**Document passage:**
I wanted to visually show which statements the GPs felt most strongly about, so I decided to summarise the data for the reader by making a diverging stacked bar chart.
I copied the "Agree" column to a column called "order" to make it easier to order the bars in the bar chart.
responses$order <- responses$Agree
I made a new tibble called "responses_summary" which put the opinion type ("Agree", "No opinion" or "Disagree") into one column (Bader, M. K. F. and Leuzinger, S., 2024).
responses_summary <- responses %>%
select(Statement, Agree, `No opinion`, Disagree, order) %>%
pivot_longer(
cols = c("Agree", "No opinion", "Disagree"),
names_to = "opinion",
values_to = "percentage"
)
I changed the "opinion" column to a factor variable in the order I wanted the opinion types to be displayed.
responses_summary$opinion = factor(responses_summary$opinion, levels = c("Agree", "No opinion", "Disagree"))

**Dataset section:**
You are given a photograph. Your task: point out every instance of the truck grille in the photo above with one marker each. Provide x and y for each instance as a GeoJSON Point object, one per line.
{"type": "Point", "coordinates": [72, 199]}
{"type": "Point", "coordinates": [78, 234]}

**Work instructions:**
1 - From the bar chart walkthrough, list every column name passed to the select() call.
2 - Write the next part of the bar chart walkthrough, picking up after its final line of code.

**Task responses:**
1 - Statement, Agree, No opinion, Disagree, order

2 -
I plotted the results, ordered by the "Agree" percentage.
responses_summary %>% ggplot(aes(x = percentage, y = reorder(Statement, order), fill = opinion)) + geom_col() + theme(axis.text.y = element_text(size = 8)) + geom_text(aes(label = paste(percentage, "%")), position = position_stack(vjust = 0.5)) + labs(title = "Opinions of 550 Nottinghamshire GPs on Intrapartum Care", x = "percentage of GPs", y = "statement")

I decided to improve the bar chart by wrapping the text of the statements (Wickham, H., Mine, C.R. and Grolemund, G., 2023).
responses_summary %>% ggplot(aes(x = percentage, y = reorder(Statement, order), fill = opinion)) + geom_col() + scale_y_discrete(labels = function(y) str_wrap(y, width = 105)) + theme(axis.text.y = element_text(size = 8)) + geom_text(aes(label = paste(percentage, "%")), position = position_stack(vjust = 0.5)) + labs(title = "Opinions of 550 Nottinghamshire GPs on Intrapartum Care", x = "percentage of GPs", y = "statement")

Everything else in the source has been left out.